**Aim of the exercise**
Could you reproduce, exactly and alone, the lines running from the one with "In this exercise you will label the balcony in" to the end of the data below?

*** Data shown

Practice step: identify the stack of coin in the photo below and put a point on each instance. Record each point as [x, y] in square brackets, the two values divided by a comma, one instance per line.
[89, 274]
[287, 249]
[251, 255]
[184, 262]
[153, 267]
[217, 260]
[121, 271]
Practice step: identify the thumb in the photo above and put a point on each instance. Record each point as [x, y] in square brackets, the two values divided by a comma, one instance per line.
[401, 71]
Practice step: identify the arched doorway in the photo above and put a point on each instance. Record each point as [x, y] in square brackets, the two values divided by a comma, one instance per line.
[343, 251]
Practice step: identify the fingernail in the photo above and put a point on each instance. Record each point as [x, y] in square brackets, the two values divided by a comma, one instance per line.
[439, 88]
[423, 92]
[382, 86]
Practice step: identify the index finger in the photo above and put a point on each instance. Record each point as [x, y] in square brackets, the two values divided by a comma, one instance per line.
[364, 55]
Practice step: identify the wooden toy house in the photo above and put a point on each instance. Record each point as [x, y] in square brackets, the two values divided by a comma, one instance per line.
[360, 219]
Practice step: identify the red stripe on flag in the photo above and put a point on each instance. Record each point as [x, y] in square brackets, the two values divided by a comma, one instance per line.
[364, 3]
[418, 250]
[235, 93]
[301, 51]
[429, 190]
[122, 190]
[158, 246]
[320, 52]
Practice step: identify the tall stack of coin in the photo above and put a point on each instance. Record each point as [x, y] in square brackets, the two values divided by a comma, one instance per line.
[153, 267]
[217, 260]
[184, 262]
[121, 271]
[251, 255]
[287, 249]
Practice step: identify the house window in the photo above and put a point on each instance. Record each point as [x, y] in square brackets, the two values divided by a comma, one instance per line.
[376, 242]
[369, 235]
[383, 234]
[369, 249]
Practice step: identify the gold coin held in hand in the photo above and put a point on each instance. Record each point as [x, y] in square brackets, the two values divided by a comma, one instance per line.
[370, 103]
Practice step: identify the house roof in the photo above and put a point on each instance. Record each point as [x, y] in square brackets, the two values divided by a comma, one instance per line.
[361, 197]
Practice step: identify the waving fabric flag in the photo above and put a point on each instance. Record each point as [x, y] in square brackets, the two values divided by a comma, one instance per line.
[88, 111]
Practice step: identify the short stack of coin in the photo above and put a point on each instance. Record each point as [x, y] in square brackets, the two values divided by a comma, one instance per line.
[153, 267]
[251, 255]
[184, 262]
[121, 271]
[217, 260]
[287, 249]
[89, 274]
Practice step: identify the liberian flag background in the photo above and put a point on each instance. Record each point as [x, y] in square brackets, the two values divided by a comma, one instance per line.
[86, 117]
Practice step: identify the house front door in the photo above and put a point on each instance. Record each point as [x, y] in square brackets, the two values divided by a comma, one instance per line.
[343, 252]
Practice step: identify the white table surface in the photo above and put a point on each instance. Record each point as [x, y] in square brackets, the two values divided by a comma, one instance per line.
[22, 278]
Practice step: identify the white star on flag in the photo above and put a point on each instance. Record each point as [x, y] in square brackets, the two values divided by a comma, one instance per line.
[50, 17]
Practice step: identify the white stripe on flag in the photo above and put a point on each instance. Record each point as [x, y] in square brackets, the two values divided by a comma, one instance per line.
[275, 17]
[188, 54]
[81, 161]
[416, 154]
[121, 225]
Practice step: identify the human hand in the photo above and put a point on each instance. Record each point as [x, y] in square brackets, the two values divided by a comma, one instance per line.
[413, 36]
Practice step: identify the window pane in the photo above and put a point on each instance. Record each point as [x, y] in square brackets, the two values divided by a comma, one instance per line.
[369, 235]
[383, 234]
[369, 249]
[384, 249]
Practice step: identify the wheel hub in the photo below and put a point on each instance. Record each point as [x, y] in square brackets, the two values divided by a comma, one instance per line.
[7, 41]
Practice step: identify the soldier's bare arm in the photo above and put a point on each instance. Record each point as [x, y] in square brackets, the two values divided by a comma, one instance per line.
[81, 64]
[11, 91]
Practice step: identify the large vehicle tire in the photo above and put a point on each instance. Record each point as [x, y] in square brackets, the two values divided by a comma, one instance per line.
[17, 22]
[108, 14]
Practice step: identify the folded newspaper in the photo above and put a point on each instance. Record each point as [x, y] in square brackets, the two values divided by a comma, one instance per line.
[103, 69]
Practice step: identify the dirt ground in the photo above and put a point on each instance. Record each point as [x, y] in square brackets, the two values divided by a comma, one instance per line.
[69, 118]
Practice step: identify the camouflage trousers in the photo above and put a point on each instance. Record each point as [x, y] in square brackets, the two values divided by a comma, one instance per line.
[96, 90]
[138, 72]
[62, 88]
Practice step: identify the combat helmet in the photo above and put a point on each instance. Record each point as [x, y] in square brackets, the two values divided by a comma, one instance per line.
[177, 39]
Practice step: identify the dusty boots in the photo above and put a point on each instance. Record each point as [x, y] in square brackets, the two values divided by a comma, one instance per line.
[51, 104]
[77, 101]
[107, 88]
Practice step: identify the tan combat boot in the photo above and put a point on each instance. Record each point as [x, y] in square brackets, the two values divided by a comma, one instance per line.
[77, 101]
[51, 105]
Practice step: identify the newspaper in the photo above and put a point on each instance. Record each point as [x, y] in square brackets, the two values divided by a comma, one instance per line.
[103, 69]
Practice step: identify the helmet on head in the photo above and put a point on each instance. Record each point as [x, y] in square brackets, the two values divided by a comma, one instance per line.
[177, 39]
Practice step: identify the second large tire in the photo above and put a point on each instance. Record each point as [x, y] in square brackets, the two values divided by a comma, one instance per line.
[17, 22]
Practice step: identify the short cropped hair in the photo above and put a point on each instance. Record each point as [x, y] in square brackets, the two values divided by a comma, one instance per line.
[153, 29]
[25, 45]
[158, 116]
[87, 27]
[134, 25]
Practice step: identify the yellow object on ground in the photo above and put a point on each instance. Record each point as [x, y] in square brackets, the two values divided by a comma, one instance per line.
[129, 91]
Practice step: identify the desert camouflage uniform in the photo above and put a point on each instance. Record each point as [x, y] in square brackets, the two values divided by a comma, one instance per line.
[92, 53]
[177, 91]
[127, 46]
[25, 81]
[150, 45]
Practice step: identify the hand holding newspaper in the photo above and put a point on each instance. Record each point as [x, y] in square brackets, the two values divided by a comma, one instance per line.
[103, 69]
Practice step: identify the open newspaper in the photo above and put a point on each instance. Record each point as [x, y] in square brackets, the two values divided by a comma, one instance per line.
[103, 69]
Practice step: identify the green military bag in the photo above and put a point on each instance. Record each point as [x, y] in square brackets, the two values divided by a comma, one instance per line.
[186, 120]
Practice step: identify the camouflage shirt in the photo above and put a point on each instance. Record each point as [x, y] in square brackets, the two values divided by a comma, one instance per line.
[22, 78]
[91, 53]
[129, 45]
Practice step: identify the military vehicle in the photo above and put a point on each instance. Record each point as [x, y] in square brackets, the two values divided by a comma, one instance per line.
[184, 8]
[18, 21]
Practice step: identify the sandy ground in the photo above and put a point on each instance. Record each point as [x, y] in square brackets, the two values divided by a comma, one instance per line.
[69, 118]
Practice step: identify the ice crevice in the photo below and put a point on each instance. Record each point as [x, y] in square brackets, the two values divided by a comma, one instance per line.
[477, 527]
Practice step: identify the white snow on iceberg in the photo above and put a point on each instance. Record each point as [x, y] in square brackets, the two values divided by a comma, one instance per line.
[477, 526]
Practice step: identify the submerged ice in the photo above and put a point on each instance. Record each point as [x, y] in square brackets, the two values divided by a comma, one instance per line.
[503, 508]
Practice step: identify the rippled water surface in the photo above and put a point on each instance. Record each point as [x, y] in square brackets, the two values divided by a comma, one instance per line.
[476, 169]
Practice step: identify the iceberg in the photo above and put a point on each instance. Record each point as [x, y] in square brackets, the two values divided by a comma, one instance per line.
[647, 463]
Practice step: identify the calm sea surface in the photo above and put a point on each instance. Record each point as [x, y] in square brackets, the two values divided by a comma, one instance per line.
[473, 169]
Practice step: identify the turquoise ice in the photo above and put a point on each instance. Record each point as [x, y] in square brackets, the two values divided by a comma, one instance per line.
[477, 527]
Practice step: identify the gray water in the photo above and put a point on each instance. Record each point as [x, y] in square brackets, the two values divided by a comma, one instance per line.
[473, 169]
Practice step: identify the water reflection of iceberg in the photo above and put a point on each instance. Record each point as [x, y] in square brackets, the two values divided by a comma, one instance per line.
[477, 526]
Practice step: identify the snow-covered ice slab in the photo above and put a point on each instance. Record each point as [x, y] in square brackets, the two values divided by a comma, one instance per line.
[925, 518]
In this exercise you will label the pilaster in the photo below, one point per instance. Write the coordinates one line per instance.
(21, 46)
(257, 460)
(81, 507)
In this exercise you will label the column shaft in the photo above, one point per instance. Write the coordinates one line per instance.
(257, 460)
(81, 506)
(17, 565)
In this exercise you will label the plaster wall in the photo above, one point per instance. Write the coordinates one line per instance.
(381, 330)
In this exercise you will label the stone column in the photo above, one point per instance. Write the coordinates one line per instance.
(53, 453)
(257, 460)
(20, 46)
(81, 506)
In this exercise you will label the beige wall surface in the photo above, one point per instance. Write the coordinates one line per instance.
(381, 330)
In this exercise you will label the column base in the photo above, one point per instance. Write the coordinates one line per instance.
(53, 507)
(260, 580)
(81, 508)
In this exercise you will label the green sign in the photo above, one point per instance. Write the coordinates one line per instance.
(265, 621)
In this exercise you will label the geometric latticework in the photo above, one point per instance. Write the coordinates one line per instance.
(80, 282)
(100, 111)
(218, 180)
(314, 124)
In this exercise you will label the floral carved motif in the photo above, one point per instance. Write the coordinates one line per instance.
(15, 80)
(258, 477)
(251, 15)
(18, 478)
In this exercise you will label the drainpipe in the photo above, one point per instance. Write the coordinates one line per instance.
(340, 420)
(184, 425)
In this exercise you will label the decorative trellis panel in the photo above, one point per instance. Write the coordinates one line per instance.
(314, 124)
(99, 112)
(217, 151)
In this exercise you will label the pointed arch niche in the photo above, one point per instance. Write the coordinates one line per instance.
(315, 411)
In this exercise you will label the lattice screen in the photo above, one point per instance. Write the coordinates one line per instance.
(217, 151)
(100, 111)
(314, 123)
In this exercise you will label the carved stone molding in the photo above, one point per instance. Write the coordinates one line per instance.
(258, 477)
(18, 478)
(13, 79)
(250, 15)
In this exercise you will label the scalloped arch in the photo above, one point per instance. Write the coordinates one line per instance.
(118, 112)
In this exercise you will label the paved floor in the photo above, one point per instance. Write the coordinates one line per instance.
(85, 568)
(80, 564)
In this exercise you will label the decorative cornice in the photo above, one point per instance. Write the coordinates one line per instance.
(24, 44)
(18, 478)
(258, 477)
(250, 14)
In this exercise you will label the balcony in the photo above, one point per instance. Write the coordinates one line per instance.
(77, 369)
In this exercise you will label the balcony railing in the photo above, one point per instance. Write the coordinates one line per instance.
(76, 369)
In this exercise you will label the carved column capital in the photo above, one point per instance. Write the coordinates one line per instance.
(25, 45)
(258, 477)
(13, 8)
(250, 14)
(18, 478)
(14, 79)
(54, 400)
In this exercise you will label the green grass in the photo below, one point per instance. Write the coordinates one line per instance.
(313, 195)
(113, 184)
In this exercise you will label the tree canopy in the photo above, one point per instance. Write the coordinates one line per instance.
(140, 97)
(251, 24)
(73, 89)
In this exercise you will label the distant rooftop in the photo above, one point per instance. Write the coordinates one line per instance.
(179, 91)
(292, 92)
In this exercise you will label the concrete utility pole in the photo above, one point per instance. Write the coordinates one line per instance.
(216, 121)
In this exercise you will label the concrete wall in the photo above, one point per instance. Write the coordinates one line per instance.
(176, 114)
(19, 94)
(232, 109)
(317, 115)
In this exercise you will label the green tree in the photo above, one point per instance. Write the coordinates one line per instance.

******

**Answer box**
In this exercise you will label the balcony in the photo above, one point per instance. Write the coordinates one line per instance.
(77, 369)
In this exercise you will label the balcony railing in the photo above, one point per instance. Write the coordinates one line per instance.
(76, 369)
In this exercise you will label the carved column capital in the photo above, one point per instance. Write the coordinates one line per instance.
(25, 45)
(258, 477)
(13, 8)
(250, 14)
(18, 478)
(14, 79)
(54, 400)
In this exercise you will label the green grass in the photo below, one point per instance. Write the coordinates one line per instance.
(313, 195)
(113, 184)
In this exercise you will label the tree canopy in the photo above, one point per instance. Write the coordinates one line per instance.
(140, 97)
(251, 24)
(73, 89)
In this exercise you will label the distant rooftop in the photo above, one point per instance. Write the coordinates one line per instance.
(179, 91)
(292, 92)
In this exercise you will label the concrete utility pole in the photo above, one point per instance. Write the coordinates one line per instance.
(216, 121)
In this exercise you will label the concrete wall in the photo above, one point per instance. Write the coordinates one line per instance.
(176, 114)
(19, 94)
(232, 109)
(317, 115)
In this exercise you will label the green tree in the photo above, one point per instance. Write the coordinates one line per instance.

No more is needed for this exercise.